Segment Start: Entries shown

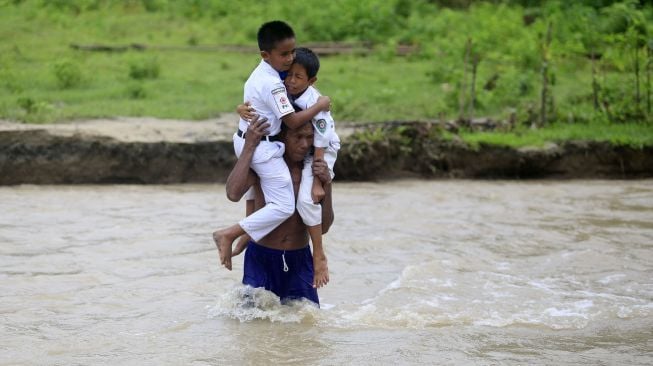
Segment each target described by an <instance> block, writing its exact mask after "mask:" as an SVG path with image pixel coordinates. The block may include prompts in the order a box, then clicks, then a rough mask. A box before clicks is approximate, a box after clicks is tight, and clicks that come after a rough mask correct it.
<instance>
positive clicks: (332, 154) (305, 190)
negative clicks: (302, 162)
mask: <svg viewBox="0 0 653 366" xmlns="http://www.w3.org/2000/svg"><path fill="white" fill-rule="evenodd" d="M337 157H338V151H337V150H335V149H334V148H332V147H331V146H329V147H327V148H326V149H325V150H324V161H325V162H326V163H327V166H328V167H329V174H331V179H333V177H334V176H335V174H334V173H333V165H334V164H335V163H336V158H337ZM313 179H315V178H314V177H313V156H310V155H309V156H307V157H306V159H304V169H303V170H302V182H301V183H300V184H299V193H298V196H297V212H299V216H301V217H302V220H303V221H304V224H306V226H315V225H319V224H321V223H322V205H320V204H319V203H313V198H311V190H312V189H313Z"/></svg>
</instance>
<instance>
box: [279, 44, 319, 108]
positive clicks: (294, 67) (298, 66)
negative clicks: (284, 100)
mask: <svg viewBox="0 0 653 366" xmlns="http://www.w3.org/2000/svg"><path fill="white" fill-rule="evenodd" d="M319 70H320V60H319V59H318V58H317V55H316V54H315V53H313V51H311V50H310V49H308V48H304V47H300V48H298V49H296V50H295V61H294V62H293V64H292V66H291V67H290V71H288V76H286V80H285V84H286V88H287V89H288V92H290V94H291V95H295V96H297V95H300V94H302V93H303V92H304V91H305V90H306V88H308V87H309V86H310V85H313V84H314V83H315V82H316V81H317V72H318V71H319Z"/></svg>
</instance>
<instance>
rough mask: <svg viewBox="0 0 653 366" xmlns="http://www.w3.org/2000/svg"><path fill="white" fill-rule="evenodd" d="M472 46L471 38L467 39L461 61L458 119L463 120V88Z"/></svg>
mask: <svg viewBox="0 0 653 366" xmlns="http://www.w3.org/2000/svg"><path fill="white" fill-rule="evenodd" d="M471 48H472V39H471V38H468V39H467V47H466V50H465V62H464V63H463V80H462V81H461V82H460V105H459V106H460V113H459V117H458V119H459V120H460V121H464V120H465V89H467V62H468V61H469V52H470V50H471Z"/></svg>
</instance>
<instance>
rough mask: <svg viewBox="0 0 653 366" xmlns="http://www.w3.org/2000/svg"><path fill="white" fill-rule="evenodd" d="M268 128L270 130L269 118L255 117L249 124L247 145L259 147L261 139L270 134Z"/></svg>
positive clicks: (247, 128) (253, 146) (245, 136)
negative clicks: (258, 144)
mask: <svg viewBox="0 0 653 366" xmlns="http://www.w3.org/2000/svg"><path fill="white" fill-rule="evenodd" d="M268 128H270V124H269V123H268V119H267V118H265V117H261V116H259V115H254V119H252V121H251V122H250V123H249V126H248V127H247V131H245V145H249V146H251V147H256V146H258V144H259V142H261V137H263V136H265V135H267V134H268Z"/></svg>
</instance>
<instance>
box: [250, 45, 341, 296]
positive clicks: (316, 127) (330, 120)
mask: <svg viewBox="0 0 653 366" xmlns="http://www.w3.org/2000/svg"><path fill="white" fill-rule="evenodd" d="M319 69H320V61H319V59H318V58H317V55H315V53H313V51H311V50H310V49H308V48H297V50H296V52H295V61H294V62H293V64H292V66H291V67H290V70H289V71H288V75H287V76H286V78H285V80H284V83H285V86H286V88H287V90H288V92H289V94H290V97H291V98H292V99H293V101H294V104H295V105H296V106H297V107H299V108H300V109H302V110H307V109H310V108H311V107H313V106H314V105H315V104H316V103H317V102H318V100H319V98H320V97H321V95H320V93H319V92H318V91H317V89H315V87H313V84H314V83H315V82H316V81H317V72H318V71H319ZM252 107H253V106H252ZM252 107H248V105H240V106H239V107H238V111H239V114H240V115H241V117H242V118H247V119H248V118H251V117H252V115H251V114H250V112H249V111H250V110H251V109H252ZM254 109H255V107H254ZM256 111H257V112H258V110H256ZM312 123H313V130H314V136H315V137H314V141H313V146H314V154H313V156H310V155H309V156H307V158H306V160H305V162H304V169H303V171H302V180H301V183H300V186H299V194H298V197H297V211H298V212H299V215H300V216H301V217H302V220H303V221H304V224H306V226H307V227H308V232H309V234H310V236H311V242H312V243H313V268H314V273H315V274H314V279H313V286H314V287H317V288H319V287H322V286H323V285H326V283H327V282H328V281H329V270H328V267H327V259H326V253H325V252H324V248H323V245H322V208H321V205H320V204H319V203H318V202H320V201H321V200H322V198H323V197H324V188H323V187H322V185H321V183H320V180H319V179H314V178H313V171H312V164H313V159H315V160H323V161H325V162H326V163H327V165H328V167H329V173H330V174H331V178H333V177H334V173H333V166H334V164H335V161H336V157H337V154H338V150H339V149H340V138H339V137H338V135H337V134H336V132H335V122H334V120H333V118H332V117H331V113H330V112H328V111H321V112H319V113H318V114H317V115H316V116H315V117H314V118H313V119H312ZM248 212H249V210H248Z"/></svg>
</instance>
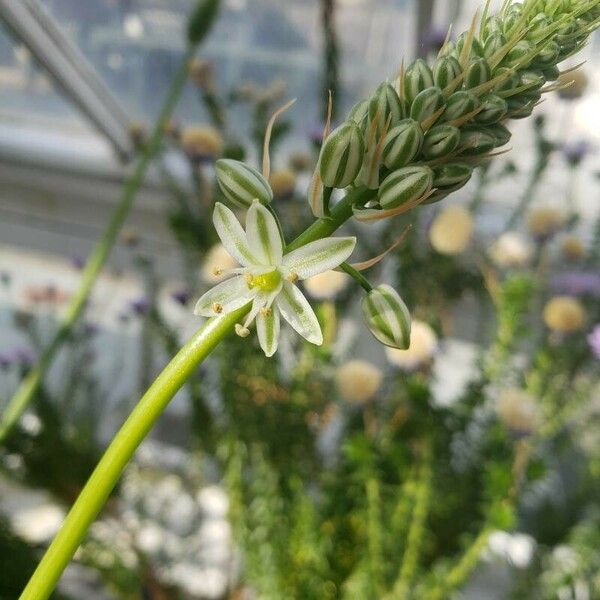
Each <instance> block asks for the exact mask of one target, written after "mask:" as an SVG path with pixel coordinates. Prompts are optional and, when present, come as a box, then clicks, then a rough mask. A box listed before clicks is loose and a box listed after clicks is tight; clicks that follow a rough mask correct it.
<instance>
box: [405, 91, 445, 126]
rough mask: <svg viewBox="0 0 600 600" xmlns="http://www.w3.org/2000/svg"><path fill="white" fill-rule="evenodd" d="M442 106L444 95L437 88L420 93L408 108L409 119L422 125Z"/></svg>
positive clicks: (443, 103) (443, 105)
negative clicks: (413, 120)
mask: <svg viewBox="0 0 600 600" xmlns="http://www.w3.org/2000/svg"><path fill="white" fill-rule="evenodd" d="M442 106H444V94H443V93H442V90H440V88H437V87H432V88H427V89H426V90H423V91H422V92H420V93H419V94H418V95H417V97H416V98H415V99H414V101H413V103H412V106H411V107H410V118H411V119H414V120H415V121H418V122H419V123H422V122H423V121H425V120H426V119H428V118H429V117H431V115H433V114H434V113H435V112H437V111H438V110H439V109H440V108H442Z"/></svg>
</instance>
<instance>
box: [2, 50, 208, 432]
mask: <svg viewBox="0 0 600 600" xmlns="http://www.w3.org/2000/svg"><path fill="white" fill-rule="evenodd" d="M195 48H196V46H190V47H189V48H188V50H187V52H186V54H185V57H184V59H183V60H182V62H181V65H180V66H179V69H178V70H177V74H176V75H175V78H174V79H173V83H172V84H171V88H170V89H169V93H168V94H167V97H166V99H165V103H164V105H163V108H162V110H161V113H160V116H159V118H158V120H157V121H156V124H155V126H154V130H153V132H152V135H151V137H150V139H149V140H148V143H147V144H146V146H145V147H144V150H143V153H142V155H141V156H140V158H139V160H138V162H137V165H136V167H135V170H134V171H133V173H132V174H131V176H130V177H129V179H128V181H127V183H126V184H125V187H124V188H123V193H122V195H121V198H120V200H119V202H118V204H117V206H116V207H115V209H114V211H113V213H112V215H111V217H110V221H109V222H108V225H107V227H106V230H105V231H104V234H103V235H102V238H101V239H100V240H99V241H98V243H97V244H96V247H95V248H94V250H93V251H92V253H91V255H90V257H89V259H88V261H87V264H86V266H85V269H84V271H83V274H82V278H81V283H80V284H79V289H78V290H77V292H76V293H75V295H74V296H73V298H72V299H71V302H70V304H69V307H68V309H67V312H66V315H65V317H64V319H63V321H62V322H61V323H60V325H59V327H58V331H57V332H56V334H55V335H54V337H53V339H52V341H51V342H50V344H48V346H47V347H46V348H45V350H44V351H43V352H42V354H41V356H40V358H39V360H38V362H37V364H36V365H35V366H34V367H33V368H32V369H31V370H30V371H29V373H28V374H27V376H26V377H25V378H24V379H23V381H22V382H21V384H20V386H19V388H18V389H17V391H16V392H15V394H14V396H13V397H12V399H11V400H10V402H9V404H8V406H7V408H6V410H5V411H4V413H3V414H2V419H1V421H0V442H2V441H4V439H6V437H7V435H8V434H9V433H10V431H11V430H12V428H13V427H14V425H15V424H16V423H17V421H18V420H19V418H20V416H21V415H22V414H23V412H24V411H25V409H26V408H27V406H28V405H29V403H30V402H31V401H32V399H33V398H34V396H35V393H36V391H37V390H38V388H39V386H40V384H41V382H42V380H43V378H44V375H45V374H46V371H47V370H48V368H49V367H50V365H51V364H52V362H53V360H54V357H55V355H56V353H57V351H58V350H59V349H60V348H61V346H62V345H63V344H64V342H65V341H66V339H67V338H68V337H69V334H70V333H71V330H72V329H73V326H74V324H75V322H76V321H77V319H78V318H79V316H80V315H81V313H82V312H83V310H84V308H85V306H86V304H87V301H88V298H89V296H90V294H91V292H92V288H93V287H94V283H95V282H96V279H97V278H98V275H99V274H100V271H101V270H102V268H103V266H104V264H105V263H106V260H107V258H108V256H109V254H110V251H111V250H112V247H113V246H114V245H115V242H116V240H117V237H118V235H119V231H120V230H121V227H122V226H123V223H124V222H125V219H126V218H127V216H128V215H129V211H130V209H131V206H132V204H133V200H134V198H135V196H136V194H137V192H138V190H139V189H140V187H141V185H142V183H143V180H144V177H145V175H146V171H147V170H148V166H149V165H150V162H151V160H152V159H153V158H154V156H155V155H156V154H157V152H158V150H159V148H160V143H161V140H162V138H163V134H164V131H165V125H166V124H167V121H168V120H169V119H170V117H171V114H172V113H173V110H174V108H175V105H176V104H177V101H178V100H179V97H180V95H181V92H182V91H183V87H184V85H185V82H186V80H187V76H188V66H189V61H190V59H191V58H192V56H193V54H194V51H195Z"/></svg>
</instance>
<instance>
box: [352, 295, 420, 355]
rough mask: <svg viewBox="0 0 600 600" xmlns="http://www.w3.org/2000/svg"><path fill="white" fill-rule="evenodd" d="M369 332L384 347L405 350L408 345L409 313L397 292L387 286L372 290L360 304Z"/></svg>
mask: <svg viewBox="0 0 600 600" xmlns="http://www.w3.org/2000/svg"><path fill="white" fill-rule="evenodd" d="M361 307H362V311H363V315H364V319H365V321H366V323H367V327H368V328H369V331H370V332H371V333H372V334H373V335H374V336H375V337H376V338H377V339H378V340H379V341H380V342H381V343H382V344H385V345H386V346H390V347H392V348H398V349H400V350H406V349H407V348H408V347H409V345H410V312H409V311H408V308H407V307H406V304H404V301H403V300H402V298H400V296H399V295H398V292H396V290H394V288H392V287H391V286H389V285H387V284H382V285H379V286H377V287H376V288H374V289H372V290H371V291H370V292H369V293H368V294H367V295H366V296H365V297H364V298H363V300H362V303H361Z"/></svg>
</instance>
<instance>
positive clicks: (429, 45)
mask: <svg viewBox="0 0 600 600" xmlns="http://www.w3.org/2000/svg"><path fill="white" fill-rule="evenodd" d="M447 35H448V28H446V29H443V28H442V27H431V29H429V31H428V32H427V33H426V34H425V38H424V40H423V49H424V50H425V52H439V51H440V50H441V48H442V46H443V45H444V42H445V41H446V36H447Z"/></svg>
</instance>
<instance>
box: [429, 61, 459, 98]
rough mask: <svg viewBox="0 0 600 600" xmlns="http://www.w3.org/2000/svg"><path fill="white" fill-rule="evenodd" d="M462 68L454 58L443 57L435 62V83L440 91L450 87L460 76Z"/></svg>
mask: <svg viewBox="0 0 600 600" xmlns="http://www.w3.org/2000/svg"><path fill="white" fill-rule="evenodd" d="M461 73H462V68H461V66H460V63H459V62H458V61H457V60H456V58H454V57H453V56H443V57H441V58H438V60H436V61H435V65H434V67H433V81H434V84H435V85H436V86H437V87H439V88H440V89H442V90H443V89H444V88H446V87H448V86H449V85H450V84H451V83H452V82H453V81H454V80H455V79H456V78H457V77H458V76H459V75H460V74H461Z"/></svg>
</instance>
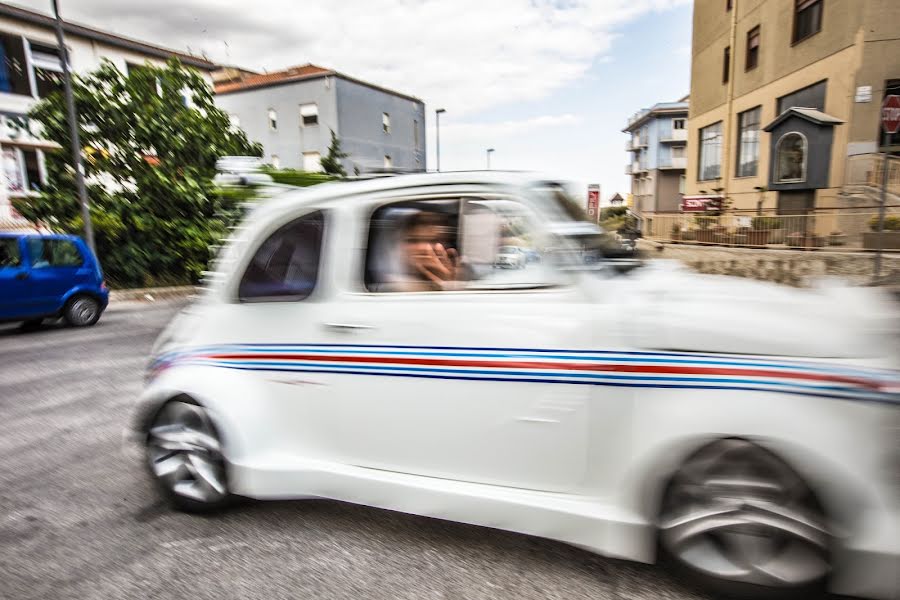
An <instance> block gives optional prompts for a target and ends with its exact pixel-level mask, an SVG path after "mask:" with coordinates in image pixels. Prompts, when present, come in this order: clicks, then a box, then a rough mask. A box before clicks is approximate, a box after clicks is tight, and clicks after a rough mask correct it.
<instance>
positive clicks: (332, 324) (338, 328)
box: [323, 323, 374, 332]
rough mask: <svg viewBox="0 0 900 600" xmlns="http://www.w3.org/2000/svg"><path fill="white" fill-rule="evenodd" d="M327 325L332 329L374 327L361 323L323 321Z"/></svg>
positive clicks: (348, 331) (327, 326)
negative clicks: (329, 322) (360, 324)
mask: <svg viewBox="0 0 900 600" xmlns="http://www.w3.org/2000/svg"><path fill="white" fill-rule="evenodd" d="M323 325H324V326H325V327H327V328H328V329H331V330H332V331H343V332H349V331H357V330H361V329H374V327H372V326H371V325H360V324H359V323H323Z"/></svg>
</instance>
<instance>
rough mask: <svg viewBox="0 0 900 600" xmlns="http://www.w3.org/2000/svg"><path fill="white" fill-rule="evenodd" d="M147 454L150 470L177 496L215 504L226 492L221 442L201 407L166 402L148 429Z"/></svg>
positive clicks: (227, 494) (181, 497) (159, 479)
mask: <svg viewBox="0 0 900 600" xmlns="http://www.w3.org/2000/svg"><path fill="white" fill-rule="evenodd" d="M147 454H148V460H149V461H150V468H151V469H152V471H153V474H154V475H155V476H156V477H157V479H158V480H159V481H160V482H161V483H162V484H163V485H164V486H165V487H166V489H167V490H168V491H170V492H171V493H172V494H174V495H175V496H176V497H180V498H186V499H188V500H192V501H194V502H198V503H201V504H216V503H219V502H221V501H223V500H224V499H225V498H226V497H227V496H228V491H227V488H226V483H225V482H226V478H225V461H224V459H223V457H222V449H221V444H220V442H219V439H218V436H217V435H216V432H215V429H214V428H213V426H212V423H211V422H210V420H209V415H207V414H206V411H205V410H204V409H203V408H202V407H200V406H197V405H196V404H191V403H188V402H183V401H179V400H173V401H171V402H169V403H168V404H166V405H165V406H164V407H163V408H162V409H161V410H160V412H159V414H158V415H157V416H156V418H155V420H154V422H153V424H152V426H151V427H150V429H149V432H148V435H147Z"/></svg>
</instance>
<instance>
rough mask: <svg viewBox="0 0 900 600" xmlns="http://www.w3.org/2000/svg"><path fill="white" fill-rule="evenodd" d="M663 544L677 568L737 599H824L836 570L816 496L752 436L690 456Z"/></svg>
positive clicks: (663, 546)
mask: <svg viewBox="0 0 900 600" xmlns="http://www.w3.org/2000/svg"><path fill="white" fill-rule="evenodd" d="M659 541H660V546H661V548H662V550H663V552H664V555H667V557H668V558H669V559H670V562H671V563H673V566H675V567H676V570H678V571H680V572H682V573H684V574H685V575H687V576H688V577H689V578H690V579H693V580H696V582H697V583H698V584H700V585H701V586H702V587H706V588H708V589H710V590H713V591H716V592H718V593H719V594H724V595H727V596H730V597H739V598H812V597H819V596H818V594H821V593H822V592H823V590H824V587H825V585H824V584H825V580H826V578H827V577H828V575H829V573H830V571H831V554H830V542H831V536H830V534H829V531H828V528H827V520H826V517H825V514H824V511H823V510H822V508H821V506H820V504H819V502H818V501H817V499H816V498H815V496H814V494H813V493H812V491H811V490H810V488H809V487H808V486H807V485H806V484H805V483H804V481H803V480H802V478H801V477H800V475H798V474H797V472H795V471H794V470H793V469H792V468H791V467H789V466H788V465H787V464H785V463H784V462H782V461H781V460H780V459H779V458H778V457H776V456H775V455H774V454H772V453H771V452H769V451H767V450H765V449H763V448H761V447H760V446H757V445H755V444H752V443H750V442H748V441H745V440H739V439H726V440H720V441H718V442H715V443H713V444H710V445H709V446H706V447H705V448H703V449H701V450H700V451H698V452H697V453H695V454H694V455H693V456H692V457H691V458H689V459H688V460H687V462H686V463H685V465H684V466H683V467H682V468H681V469H680V470H679V471H678V473H676V475H675V476H674V477H673V479H672V481H671V482H670V484H669V486H668V489H667V490H666V493H665V496H664V499H663V504H662V509H661V513H660V519H659Z"/></svg>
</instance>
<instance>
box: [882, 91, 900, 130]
mask: <svg viewBox="0 0 900 600" xmlns="http://www.w3.org/2000/svg"><path fill="white" fill-rule="evenodd" d="M881 126H882V127H883V128H884V132H885V133H888V134H890V135H894V134H895V133H897V130H898V129H900V96H897V95H895V94H891V95H890V96H885V97H884V104H882V105H881Z"/></svg>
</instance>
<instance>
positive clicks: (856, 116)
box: [686, 0, 900, 214]
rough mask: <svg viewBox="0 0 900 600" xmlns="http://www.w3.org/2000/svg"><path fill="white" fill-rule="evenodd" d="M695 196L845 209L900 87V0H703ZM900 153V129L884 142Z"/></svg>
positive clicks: (688, 136) (694, 57)
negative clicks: (847, 192)
mask: <svg viewBox="0 0 900 600" xmlns="http://www.w3.org/2000/svg"><path fill="white" fill-rule="evenodd" d="M693 26H694V29H693V42H692V44H693V57H692V70H691V95H690V97H691V106H690V120H689V127H688V141H689V143H688V147H689V148H690V152H689V153H688V160H687V186H686V187H687V189H686V191H687V194H688V195H689V196H695V197H696V199H697V200H699V201H718V200H722V199H727V201H728V203H729V204H730V206H731V207H732V208H734V209H754V210H758V209H764V210H771V211H778V212H779V213H781V214H792V213H801V212H806V211H809V210H812V209H820V208H842V207H846V206H850V205H853V203H854V202H856V201H857V199H854V198H852V197H850V196H848V195H847V194H844V193H841V190H842V186H843V184H844V181H845V173H846V171H847V166H848V164H849V162H850V158H852V157H854V156H856V155H864V154H867V153H873V152H876V151H878V148H879V142H880V141H881V140H882V131H881V127H880V119H879V113H880V110H879V109H880V105H881V102H882V99H883V98H884V96H885V95H887V94H889V93H894V94H896V93H900V2H898V1H897V0H697V2H695V3H694V17H693ZM888 142H889V147H890V149H891V150H892V151H894V152H897V151H898V150H900V135H896V136H893V137H892V138H891V139H889V140H888Z"/></svg>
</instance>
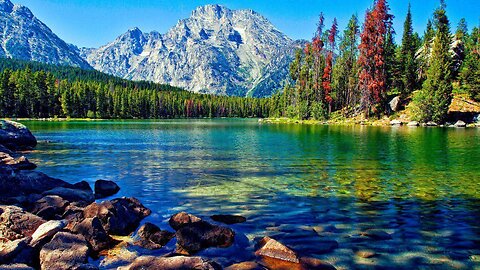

Segment End: Entries shown

■ **Try it**
Keep the pictures out and repeat exactly the lines from the beginning of the data through the line that contains "positive clicks: (332, 154) (305, 190)", both ends included.

■ **Exercise response**
Segment each target described by an <instance> block, writing its exact mask after "mask:" as an SVG path with image pixel coordinates. The block may include prompts in the order a box, then clicks, then a rough mask. A box before clicks is approximate, a box after clicks is tight, and clicks that come after a rough mask correct it.
<instance>
positive clicks: (332, 154) (305, 190)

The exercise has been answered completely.